* _What the exercise asks_
Put the entries below into a Markdown table with the columns No. and Line, giving each non-blank line its own numbered row and leaving out the pictures.

Start Supplied information

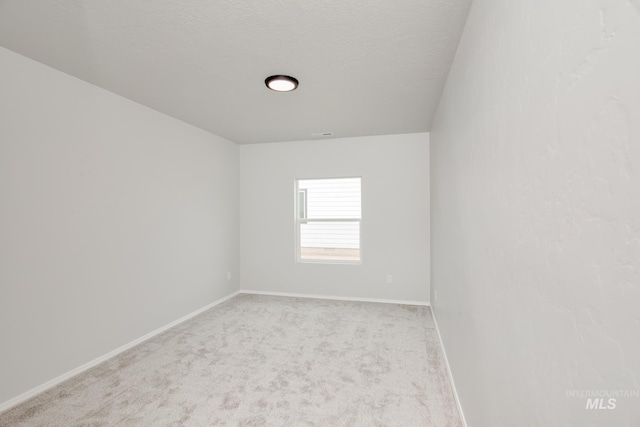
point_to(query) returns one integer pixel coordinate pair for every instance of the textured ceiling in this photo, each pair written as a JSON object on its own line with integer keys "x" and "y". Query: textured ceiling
{"x": 366, "y": 67}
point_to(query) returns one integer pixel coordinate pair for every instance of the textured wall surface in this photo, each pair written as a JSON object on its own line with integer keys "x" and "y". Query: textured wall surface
{"x": 395, "y": 216}
{"x": 535, "y": 167}
{"x": 115, "y": 220}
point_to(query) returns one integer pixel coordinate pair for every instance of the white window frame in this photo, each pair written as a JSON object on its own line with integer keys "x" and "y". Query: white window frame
{"x": 299, "y": 221}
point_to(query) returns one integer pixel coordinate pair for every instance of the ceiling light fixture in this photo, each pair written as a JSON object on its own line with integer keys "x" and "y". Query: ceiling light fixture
{"x": 281, "y": 83}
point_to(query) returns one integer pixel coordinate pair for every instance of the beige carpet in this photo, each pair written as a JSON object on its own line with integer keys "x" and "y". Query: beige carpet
{"x": 266, "y": 361}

End Supplied information

* _Reply_
| No. | Line |
|---|---|
| 1 | point_to(query) returns one integer pixel coordinate pair for every instance of the textured ceiling in this photo, each pair written as a JSON object on its own line with integer keys "x" and "y". Query: textured ceiling |
| 2 | {"x": 366, "y": 67} |
| 3 | point_to(query) returns one integer pixel coordinate pair for every instance of the textured wall surface in this photo, each pair written as a JSON object on its own line with integer keys "x" and "y". Query: textured wall surface |
| 4 | {"x": 395, "y": 216} |
| 5 | {"x": 535, "y": 167} |
| 6 | {"x": 115, "y": 220} |
| 7 | point_to(query) returns one integer pixel coordinate pair for every instance of the white window frame in this photo, each pair written as a JSON object on its own line with integer keys "x" and "y". Query: white window frame |
| 8 | {"x": 299, "y": 221} |
| 9 | point_to(query) returns one integer pixel coordinate pair for every instance of the ceiling light fixture in this photo, each pair written as a JSON object on its own line with integer keys "x" and "y". Query: ceiling light fixture |
| 10 | {"x": 281, "y": 83} |
| 11 | point_to(query) returns one integer pixel coordinate pair for every instance of the beige carpet in this photo, each pair written as a JSON object on its own line with integer keys "x" and "y". Query: beige carpet |
| 12 | {"x": 266, "y": 361} |